Direction:
Word for word, transcribe the lines from the one containing "If you could place a marker on the metal louvered" through the end of the entries, both included, and nothing else.

----------------

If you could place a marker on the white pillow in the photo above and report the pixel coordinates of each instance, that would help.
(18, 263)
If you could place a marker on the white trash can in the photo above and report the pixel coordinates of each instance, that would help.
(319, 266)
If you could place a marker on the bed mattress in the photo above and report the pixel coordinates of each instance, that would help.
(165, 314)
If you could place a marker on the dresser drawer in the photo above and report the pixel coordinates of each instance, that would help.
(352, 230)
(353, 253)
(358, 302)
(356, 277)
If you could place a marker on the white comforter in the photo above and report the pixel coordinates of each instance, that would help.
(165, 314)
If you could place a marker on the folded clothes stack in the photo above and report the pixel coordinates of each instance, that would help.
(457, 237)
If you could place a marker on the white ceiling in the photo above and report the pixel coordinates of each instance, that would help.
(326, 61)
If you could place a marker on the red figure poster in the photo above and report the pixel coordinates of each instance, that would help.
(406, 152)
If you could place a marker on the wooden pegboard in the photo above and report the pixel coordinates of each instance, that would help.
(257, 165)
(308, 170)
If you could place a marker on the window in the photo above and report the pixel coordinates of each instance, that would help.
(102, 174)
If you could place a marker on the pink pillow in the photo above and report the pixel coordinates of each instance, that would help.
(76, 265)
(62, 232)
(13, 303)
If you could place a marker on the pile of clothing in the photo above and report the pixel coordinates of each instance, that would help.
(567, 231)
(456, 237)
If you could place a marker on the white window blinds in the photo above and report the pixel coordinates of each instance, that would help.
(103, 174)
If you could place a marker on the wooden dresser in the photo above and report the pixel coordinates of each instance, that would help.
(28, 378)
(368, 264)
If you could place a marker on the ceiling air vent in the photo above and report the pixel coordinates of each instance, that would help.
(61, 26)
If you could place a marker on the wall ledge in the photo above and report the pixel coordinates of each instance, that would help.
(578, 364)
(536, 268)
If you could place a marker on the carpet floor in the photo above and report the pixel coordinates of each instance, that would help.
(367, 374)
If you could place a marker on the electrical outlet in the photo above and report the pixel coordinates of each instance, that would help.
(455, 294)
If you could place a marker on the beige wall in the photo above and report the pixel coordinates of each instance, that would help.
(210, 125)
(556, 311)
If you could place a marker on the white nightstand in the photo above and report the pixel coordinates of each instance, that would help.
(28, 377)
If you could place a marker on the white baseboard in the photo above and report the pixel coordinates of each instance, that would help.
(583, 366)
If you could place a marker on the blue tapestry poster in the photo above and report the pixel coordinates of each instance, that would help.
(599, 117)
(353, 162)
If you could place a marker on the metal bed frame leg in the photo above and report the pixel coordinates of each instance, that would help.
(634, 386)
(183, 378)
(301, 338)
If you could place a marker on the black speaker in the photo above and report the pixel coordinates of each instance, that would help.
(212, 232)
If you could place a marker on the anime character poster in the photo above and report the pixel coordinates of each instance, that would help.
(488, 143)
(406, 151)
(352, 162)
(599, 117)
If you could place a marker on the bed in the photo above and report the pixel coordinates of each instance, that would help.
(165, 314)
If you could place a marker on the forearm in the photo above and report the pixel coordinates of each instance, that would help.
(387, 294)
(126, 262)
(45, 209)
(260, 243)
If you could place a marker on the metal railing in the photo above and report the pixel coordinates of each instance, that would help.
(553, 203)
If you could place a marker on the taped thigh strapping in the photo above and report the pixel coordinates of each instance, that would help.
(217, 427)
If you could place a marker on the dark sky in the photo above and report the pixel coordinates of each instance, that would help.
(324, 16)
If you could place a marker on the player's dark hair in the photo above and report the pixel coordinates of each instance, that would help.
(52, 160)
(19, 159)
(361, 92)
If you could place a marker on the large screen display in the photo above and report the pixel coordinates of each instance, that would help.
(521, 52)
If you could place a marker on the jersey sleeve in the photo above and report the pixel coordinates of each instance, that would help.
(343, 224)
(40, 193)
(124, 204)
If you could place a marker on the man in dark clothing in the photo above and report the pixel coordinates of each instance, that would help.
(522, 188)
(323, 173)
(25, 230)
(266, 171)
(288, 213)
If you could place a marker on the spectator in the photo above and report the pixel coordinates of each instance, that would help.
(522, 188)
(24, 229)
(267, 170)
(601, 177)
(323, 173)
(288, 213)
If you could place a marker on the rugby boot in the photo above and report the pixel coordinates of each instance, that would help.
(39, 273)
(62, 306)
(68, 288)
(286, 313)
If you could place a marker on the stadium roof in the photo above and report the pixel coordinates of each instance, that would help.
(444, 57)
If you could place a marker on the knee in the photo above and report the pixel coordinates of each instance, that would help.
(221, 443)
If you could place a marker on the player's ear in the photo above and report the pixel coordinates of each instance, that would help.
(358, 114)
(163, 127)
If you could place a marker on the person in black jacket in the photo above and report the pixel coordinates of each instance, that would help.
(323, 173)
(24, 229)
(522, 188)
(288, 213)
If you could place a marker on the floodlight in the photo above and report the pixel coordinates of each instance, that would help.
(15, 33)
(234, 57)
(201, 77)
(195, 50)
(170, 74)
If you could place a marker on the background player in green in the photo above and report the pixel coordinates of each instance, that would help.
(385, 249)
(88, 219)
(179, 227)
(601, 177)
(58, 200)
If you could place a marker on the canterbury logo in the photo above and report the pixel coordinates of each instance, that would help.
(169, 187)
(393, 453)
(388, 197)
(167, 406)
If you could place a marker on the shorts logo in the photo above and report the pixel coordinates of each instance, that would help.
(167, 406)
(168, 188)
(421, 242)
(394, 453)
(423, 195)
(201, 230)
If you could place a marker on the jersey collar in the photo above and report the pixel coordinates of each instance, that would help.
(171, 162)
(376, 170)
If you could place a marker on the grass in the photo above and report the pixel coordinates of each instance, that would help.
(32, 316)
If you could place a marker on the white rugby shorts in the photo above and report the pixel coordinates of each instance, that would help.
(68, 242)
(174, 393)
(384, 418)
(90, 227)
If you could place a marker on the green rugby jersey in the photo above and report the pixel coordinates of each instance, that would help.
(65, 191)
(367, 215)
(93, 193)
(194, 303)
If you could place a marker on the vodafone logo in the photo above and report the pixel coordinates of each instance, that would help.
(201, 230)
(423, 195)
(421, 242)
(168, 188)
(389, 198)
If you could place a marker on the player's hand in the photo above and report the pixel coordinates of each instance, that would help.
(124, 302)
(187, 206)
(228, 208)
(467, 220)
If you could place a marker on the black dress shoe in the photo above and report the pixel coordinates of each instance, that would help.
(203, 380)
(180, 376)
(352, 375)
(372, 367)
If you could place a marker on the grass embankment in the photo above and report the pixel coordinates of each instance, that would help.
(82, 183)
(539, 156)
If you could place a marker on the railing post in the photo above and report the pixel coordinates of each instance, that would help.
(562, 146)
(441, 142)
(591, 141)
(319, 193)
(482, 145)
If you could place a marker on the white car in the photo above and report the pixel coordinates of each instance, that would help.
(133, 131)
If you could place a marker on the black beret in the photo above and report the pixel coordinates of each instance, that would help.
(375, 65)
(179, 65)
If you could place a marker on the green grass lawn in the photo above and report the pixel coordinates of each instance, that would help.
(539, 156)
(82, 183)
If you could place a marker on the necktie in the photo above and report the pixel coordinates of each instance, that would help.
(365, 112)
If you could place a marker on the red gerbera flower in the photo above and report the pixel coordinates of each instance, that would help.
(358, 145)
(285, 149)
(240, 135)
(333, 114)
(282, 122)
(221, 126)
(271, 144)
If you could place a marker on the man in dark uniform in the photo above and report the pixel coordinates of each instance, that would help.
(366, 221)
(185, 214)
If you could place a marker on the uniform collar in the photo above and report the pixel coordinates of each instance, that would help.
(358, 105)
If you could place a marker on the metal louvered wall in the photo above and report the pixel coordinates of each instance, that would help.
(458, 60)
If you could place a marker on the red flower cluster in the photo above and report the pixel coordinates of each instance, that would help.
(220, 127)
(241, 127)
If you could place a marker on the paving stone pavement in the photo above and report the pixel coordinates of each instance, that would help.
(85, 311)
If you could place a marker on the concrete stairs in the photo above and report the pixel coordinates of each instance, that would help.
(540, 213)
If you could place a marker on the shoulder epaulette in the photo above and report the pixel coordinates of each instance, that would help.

----------------

The response:
If you could place a marker on the metal louvered wall in the photo above and report the pixel coordinates of each instance, that would help.
(458, 60)
If you could place a marker on the red flower cluster in the photo above and report the pixel coordinates of each instance, that would help.
(220, 127)
(241, 127)
If you could place a marker on the paving stone pavement in the photo above and report the pixel coordinates of each instance, that would help.
(85, 311)
If you could place a marker on the concrete stairs in the photo above and report the pixel coordinates of each instance, that would help.
(540, 213)
If you could place a marker on the shoulder epaulette in the photo above and report the pixel coordinates of each instance, that would help.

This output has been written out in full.